====== RECORDS PROVIDED ======

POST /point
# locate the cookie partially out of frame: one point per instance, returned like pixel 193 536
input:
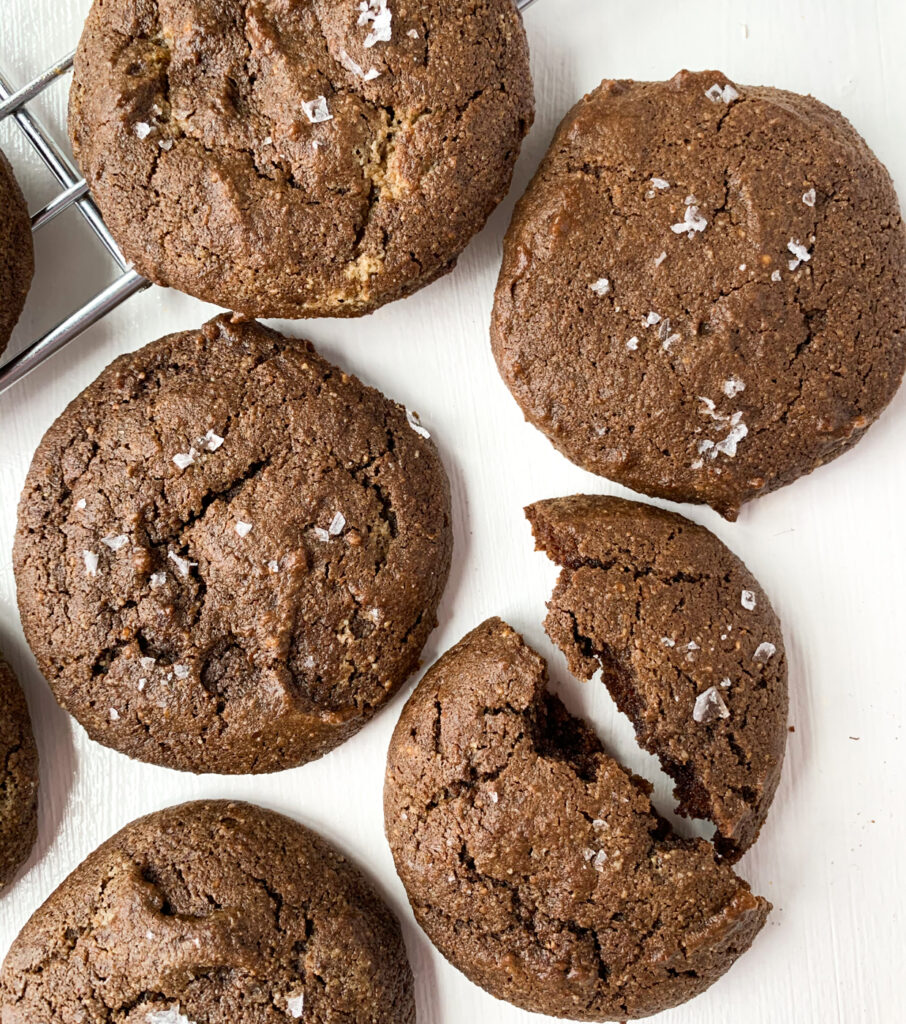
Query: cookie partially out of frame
pixel 688 646
pixel 310 159
pixel 703 291
pixel 18 776
pixel 535 862
pixel 214 912
pixel 229 552
pixel 16 252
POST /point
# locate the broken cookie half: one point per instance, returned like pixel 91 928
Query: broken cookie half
pixel 687 643
pixel 535 862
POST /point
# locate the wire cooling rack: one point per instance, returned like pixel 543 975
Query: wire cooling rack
pixel 75 193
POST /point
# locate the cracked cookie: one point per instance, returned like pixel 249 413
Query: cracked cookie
pixel 216 912
pixel 535 862
pixel 687 643
pixel 16 252
pixel 18 776
pixel 703 291
pixel 313 159
pixel 229 552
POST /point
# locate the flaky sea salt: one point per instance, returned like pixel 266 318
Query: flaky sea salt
pixel 355 68
pixel 169 1016
pixel 800 252
pixel 211 441
pixel 764 652
pixel 709 706
pixel 692 221
pixel 413 420
pixel 316 110
pixel 184 459
pixel 376 13
pixel 722 94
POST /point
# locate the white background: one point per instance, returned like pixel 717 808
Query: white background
pixel 829 549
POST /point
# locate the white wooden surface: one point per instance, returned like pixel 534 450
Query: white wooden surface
pixel 830 550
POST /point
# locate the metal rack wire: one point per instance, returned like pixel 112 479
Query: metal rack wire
pixel 75 193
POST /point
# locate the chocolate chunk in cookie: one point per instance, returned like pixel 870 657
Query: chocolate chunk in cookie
pixel 535 862
pixel 688 646
pixel 214 912
pixel 703 291
pixel 310 159
pixel 229 552
pixel 16 252
pixel 18 776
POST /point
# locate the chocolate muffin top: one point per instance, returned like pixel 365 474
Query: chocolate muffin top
pixel 308 159
pixel 18 776
pixel 703 292
pixel 229 552
pixel 535 862
pixel 688 644
pixel 212 912
pixel 16 252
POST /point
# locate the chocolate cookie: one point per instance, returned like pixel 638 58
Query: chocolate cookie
pixel 688 644
pixel 16 252
pixel 229 552
pixel 18 776
pixel 703 291
pixel 534 862
pixel 214 912
pixel 313 159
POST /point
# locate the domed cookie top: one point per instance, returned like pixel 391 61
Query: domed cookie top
pixel 229 552
pixel 535 862
pixel 703 291
pixel 691 650
pixel 214 912
pixel 16 252
pixel 313 159
pixel 18 776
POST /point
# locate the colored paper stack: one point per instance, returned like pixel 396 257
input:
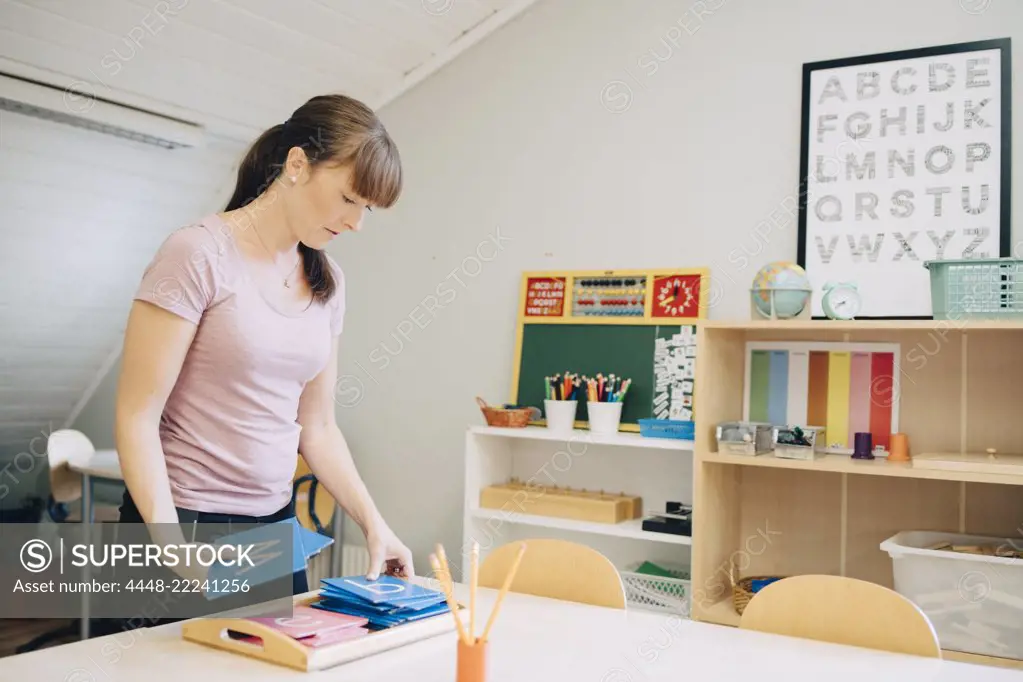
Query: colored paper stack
pixel 385 602
pixel 315 627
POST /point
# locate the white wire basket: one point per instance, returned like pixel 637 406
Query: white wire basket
pixel 658 593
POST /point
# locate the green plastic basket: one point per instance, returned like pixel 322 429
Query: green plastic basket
pixel 976 288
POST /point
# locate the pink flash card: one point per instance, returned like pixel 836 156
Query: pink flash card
pixel 307 622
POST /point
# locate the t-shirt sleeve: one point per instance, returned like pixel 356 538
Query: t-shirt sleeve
pixel 338 302
pixel 180 277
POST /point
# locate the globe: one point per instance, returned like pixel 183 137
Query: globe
pixel 781 289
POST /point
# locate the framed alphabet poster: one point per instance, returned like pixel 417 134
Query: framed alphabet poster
pixel 904 158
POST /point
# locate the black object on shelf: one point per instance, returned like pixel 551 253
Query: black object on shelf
pixel 677 519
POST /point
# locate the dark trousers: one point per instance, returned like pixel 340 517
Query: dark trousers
pixel 130 514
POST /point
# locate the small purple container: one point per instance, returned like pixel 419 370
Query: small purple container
pixel 862 447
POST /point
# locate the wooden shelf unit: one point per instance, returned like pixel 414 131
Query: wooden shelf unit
pixel 962 384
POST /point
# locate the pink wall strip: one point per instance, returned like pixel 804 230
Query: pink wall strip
pixel 859 394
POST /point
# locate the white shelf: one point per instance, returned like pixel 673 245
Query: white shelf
pixel 630 529
pixel 621 439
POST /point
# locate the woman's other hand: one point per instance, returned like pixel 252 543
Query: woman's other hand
pixel 387 553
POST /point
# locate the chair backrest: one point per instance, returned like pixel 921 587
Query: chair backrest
pixel 557 569
pixel 67 445
pixel 843 610
pixel 63 447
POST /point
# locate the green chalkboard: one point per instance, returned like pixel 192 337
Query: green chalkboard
pixel 623 350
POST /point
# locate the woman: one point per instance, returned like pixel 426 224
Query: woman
pixel 230 353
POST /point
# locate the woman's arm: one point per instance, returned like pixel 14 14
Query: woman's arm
pixel 326 452
pixel 154 348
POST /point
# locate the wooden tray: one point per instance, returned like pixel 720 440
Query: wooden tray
pixel 278 648
pixel 599 507
pixel 974 462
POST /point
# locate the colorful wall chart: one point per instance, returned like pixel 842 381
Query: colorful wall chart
pixel 846 388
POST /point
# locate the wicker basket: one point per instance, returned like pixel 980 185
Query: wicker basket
pixel 742 590
pixel 499 416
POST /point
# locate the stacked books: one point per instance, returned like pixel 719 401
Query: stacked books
pixel 314 628
pixel 385 602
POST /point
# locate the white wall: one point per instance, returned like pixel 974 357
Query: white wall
pixel 514 139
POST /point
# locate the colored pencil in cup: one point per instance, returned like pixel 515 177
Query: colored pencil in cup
pixel 504 589
pixel 473 584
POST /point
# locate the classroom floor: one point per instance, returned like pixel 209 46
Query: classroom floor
pixel 15 632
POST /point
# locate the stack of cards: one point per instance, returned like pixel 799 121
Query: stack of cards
pixel 314 627
pixel 385 602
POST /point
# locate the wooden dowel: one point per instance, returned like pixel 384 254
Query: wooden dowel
pixel 504 589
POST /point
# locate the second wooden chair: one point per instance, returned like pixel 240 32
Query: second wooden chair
pixel 842 610
pixel 559 570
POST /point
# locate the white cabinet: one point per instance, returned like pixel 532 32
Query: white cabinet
pixel 657 469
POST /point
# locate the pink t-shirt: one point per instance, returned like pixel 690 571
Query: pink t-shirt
pixel 229 430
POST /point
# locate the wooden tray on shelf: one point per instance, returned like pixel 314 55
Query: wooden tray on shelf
pixel 276 647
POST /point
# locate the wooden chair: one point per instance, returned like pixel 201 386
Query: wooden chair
pixel 557 569
pixel 842 610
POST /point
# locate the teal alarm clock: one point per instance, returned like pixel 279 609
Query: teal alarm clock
pixel 841 301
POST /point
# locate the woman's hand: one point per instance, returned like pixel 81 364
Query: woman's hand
pixel 387 553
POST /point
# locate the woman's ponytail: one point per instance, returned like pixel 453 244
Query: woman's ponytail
pixel 259 168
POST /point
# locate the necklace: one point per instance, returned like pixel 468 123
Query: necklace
pixel 286 277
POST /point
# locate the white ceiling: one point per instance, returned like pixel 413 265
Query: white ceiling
pixel 81 214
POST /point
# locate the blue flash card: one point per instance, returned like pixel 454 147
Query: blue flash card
pixel 418 601
pixel 268 553
pixel 386 589
pixel 410 604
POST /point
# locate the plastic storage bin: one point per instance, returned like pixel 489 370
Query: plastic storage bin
pixel 658 593
pixel 675 428
pixel 974 601
pixel 980 288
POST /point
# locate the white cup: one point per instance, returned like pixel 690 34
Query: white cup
pixel 561 414
pixel 605 417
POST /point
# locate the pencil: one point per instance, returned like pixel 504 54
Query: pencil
pixel 474 582
pixel 504 590
pixel 444 578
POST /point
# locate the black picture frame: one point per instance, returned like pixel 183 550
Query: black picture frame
pixel 1004 231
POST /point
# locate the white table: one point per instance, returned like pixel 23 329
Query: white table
pixel 534 639
pixel 101 464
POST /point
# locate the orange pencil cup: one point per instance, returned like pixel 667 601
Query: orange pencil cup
pixel 899 448
pixel 472 661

======

#### [GOAL OF THE EXERCISE]
Show every line of the records above that contains the word "second".

#### [EXERCISE OUTPUT]
# locate the second wooden chair: one point per instance, returned like pixel 240 32
Query: second wooden chair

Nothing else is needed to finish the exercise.